EXERCISE DIRECTIONS ▸ Could you output the stretch of the data below from its very start through the line containing "GeoJSON geometry per", copied verbatim with both ends included and nothing else?

TASK MATERIAL ▸
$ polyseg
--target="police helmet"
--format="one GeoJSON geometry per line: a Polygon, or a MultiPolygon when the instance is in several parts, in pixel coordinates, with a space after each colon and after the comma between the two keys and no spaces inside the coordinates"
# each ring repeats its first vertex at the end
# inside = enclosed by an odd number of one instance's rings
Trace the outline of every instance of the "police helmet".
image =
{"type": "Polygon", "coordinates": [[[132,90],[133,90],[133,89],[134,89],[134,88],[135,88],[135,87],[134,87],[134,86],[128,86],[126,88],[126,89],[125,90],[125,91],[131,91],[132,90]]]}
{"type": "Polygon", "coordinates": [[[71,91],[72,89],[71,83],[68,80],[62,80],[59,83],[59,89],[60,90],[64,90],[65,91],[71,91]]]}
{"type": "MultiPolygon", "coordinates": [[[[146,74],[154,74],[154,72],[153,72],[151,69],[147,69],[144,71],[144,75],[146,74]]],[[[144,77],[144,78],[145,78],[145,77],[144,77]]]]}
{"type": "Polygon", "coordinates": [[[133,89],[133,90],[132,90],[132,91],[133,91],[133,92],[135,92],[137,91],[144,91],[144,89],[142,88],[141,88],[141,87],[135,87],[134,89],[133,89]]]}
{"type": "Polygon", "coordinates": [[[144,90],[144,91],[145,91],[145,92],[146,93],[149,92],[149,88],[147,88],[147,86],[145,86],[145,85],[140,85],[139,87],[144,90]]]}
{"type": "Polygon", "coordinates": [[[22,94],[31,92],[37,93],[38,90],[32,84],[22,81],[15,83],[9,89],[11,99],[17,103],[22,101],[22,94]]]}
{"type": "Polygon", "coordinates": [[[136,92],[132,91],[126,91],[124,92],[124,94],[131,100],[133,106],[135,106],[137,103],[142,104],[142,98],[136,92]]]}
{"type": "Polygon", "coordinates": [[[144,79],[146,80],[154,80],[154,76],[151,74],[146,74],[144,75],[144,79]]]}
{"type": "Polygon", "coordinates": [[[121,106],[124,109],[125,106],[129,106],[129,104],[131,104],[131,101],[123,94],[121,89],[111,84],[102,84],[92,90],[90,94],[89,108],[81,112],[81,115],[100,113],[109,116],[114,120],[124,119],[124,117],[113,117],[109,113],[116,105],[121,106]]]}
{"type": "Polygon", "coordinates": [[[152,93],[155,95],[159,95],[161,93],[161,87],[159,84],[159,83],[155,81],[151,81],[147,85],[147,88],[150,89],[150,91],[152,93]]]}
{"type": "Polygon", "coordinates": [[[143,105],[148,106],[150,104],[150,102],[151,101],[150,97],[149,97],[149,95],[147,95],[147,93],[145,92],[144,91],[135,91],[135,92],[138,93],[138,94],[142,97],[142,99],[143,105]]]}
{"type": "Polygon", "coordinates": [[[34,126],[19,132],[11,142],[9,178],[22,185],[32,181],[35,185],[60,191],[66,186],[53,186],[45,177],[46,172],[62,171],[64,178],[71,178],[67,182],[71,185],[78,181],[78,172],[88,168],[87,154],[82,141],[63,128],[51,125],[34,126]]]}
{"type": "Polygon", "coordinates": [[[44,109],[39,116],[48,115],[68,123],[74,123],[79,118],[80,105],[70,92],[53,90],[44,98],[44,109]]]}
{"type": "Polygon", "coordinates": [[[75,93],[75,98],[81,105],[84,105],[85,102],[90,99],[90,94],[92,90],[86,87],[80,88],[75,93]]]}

FULL RESPONSE ▸
$ polyseg
--target="police helmet"
--format="one GeoJSON geometry per line: a Polygon, or a MultiPolygon when the instance is in several parts, in pixel coordinates, with a space after each colon and after the comma between the two keys and no spaces inside the coordinates"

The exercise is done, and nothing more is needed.